■ **Written instruction**: Continue the article on corduroy's fashion comeback, picking up right after its last sentence.

■ **Document passage**:

WE MAY be experiencing something of a late summer heat wave but a fabric previously described by Britain's fashion gurus as "a great palate-cleanser for autumn" is undergoing a remarkable renaissance.

On Thursday The Cords & Co - a new Stockholm-based retailer dedicated solely to premium corduroy fashions for men and women - will open a London branch in a bid to bring the functional counter-culture material to a new and fashion-aware audience.The British outlet is one of six shops it plans to open around the world dedicated to a fabric the company describes as "the desirable alternative to denim". And in embracing the material once considered the world's least sexy fabric, it joins big-hitters such as Gucci and Prada.

First spotted on the Prada catwalk in January, the durable vintage material that until recently was most closely associated with geography teachers and fashion-blind Lefties such as Labour leader Jeremy Corbyn has also been rediscovered by upmarket clothing brands such as Mulberry, Marc Jacobs and Alexa Chung.

Meanwhile Gucci has produced a £1,610 floral jacket made of the hard-wearing fabric and you can pick up a more modest bottle-green equivalent from Mango for £90. Mulberry's offering is a £450 dusty-pink skirt, Marc Jacobs has cord flares for £275 and Alexa Chung has a £325 pinafore dress in her latest collection.

"It's practical, nonintimidating and easy to wear," says insightful Selfridges buying manager Heather Gramston

It has to be said that Corbyn was not alone in embracing corduroy in the 1980s. Diana, Princess of Wales - then the world's ultimate clotheshorse - was spotted wearing a chic pair of corduroy trousers in that period and earlier still even The Beatles went through a corduroy phase.

But these were aberrations. Corduroy hasn't been in fashion outside of a charmed circle of rural landowners and the country sports brigade since the mid-19th century.

"The hunting and fishing communities have always loved our corduroy," says Malcolm Helliwell of Lancashire-based Brisbane Moss, the UK's biggest corduroy factory. "Our fabrics and styles remain the same as they have for the 100 years we've been producing it."


But in recent decades, apart from a 1970s revival, corduroy has hardly been considered the height of sophistication. Perhaps most damaging of all for a long period was its association with children thanks to the corduroy-wearing kids who starred in the The Brady Bunch, a US sitcom about a blended family of six children. But no less an authority than fashion bible Vogue recently decreed that the fabric was on-trend once again.

"The Brady Bunch lived their lives in a wholesomeness that was dotted with mustard-hued flares and burnt sienna blazers all made from corduroy," declared a recent Vogue editorial. "But corduroy is still a cool, daytime staple."

No one knows this better than the supermodel Kate Moss. Despite its uncool reputation she has been wearing the fabric doggedly for more than two decades.

■ **Recorded information**:
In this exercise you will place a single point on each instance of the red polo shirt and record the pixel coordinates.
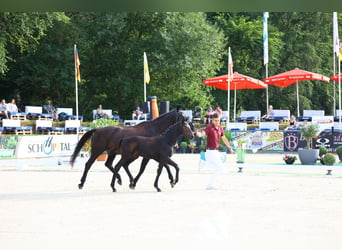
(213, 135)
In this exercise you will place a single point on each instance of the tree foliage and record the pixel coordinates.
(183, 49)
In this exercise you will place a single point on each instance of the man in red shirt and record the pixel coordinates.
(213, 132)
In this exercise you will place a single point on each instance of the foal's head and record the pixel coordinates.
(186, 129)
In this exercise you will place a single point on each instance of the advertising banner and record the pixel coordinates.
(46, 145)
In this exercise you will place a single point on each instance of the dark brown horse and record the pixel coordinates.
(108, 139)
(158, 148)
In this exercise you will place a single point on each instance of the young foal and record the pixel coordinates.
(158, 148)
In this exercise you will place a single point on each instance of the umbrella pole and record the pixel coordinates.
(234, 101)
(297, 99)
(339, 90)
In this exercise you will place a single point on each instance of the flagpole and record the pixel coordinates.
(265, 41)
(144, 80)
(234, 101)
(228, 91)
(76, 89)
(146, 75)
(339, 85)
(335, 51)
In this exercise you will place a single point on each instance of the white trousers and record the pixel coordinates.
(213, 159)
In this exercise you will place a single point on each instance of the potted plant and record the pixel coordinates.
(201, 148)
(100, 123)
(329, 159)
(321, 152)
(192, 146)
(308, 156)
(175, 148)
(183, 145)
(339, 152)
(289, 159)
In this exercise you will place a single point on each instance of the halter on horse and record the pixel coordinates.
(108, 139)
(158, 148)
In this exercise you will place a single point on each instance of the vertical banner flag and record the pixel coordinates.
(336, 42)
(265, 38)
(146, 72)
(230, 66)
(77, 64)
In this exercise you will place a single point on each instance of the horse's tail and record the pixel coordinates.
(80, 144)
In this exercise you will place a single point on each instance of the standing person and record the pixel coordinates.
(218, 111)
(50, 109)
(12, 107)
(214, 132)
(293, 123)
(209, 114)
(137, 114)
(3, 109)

■ **Written response**:
It's also been a favourite of actress Jane Birkin, famous for recording the controversially sexy chart hit Je t'aime in the 1960s, who chose to slope around Paris in a white T-shirt and a pair of pale cord jeans - fine-ridged needlecord, naturally.

And that's significant. Fine cord is acceptable, the wide geography-teacher stuff less so. The width of the cord is known as the "wale" and it's measured in ridges per inch. The lower the wale number, the thicker the ridge of the wale - 4-wale is much thicker than 11-wale, for example.

But although corduroy is believed by many to be a 20th-century fashion phenomenon, corduroy existed for more than 2,000 years before it acquired its modern name.

The Oxford English Dictionary cites 1774 as the earliest use of the word corduroy but its ancestor was a cotton weave known as "fustian", which was developed in the Egyptian city of Fustat in 200BC.

Brushed fabrics remained an Egyptian speciality until the medieval period when Italian merchants introduced the fabric to western Europe.

The growth in the cotton trade between the 12th and 14th centuries saw corduroy become popular in England and France where it gained an elite reputation. Henry VIII clamoured for the warmth of fustian in the 16th century during the chilly days before central heating

Until recently it was believed that the word corduroy came from a 17th-century English derivation of the French "corde du roi" or "cloth of the king" but it is now understood that the term is a compound of the word "cord", referring to its tufted, row-by-row pattern and "duroy" which was a coarse woollen fabric made in England in the early 18th century.

By then, the cloth had become a popular hard-wearing choice for workwear and military uniforms, while white fustian was often used for ladies' dresses. In the late 18th century, corduroy was being manufactured in Manchester as factory wear for townspeople in industrial areas and in parts of Europe corduroy is still known as "Manchester".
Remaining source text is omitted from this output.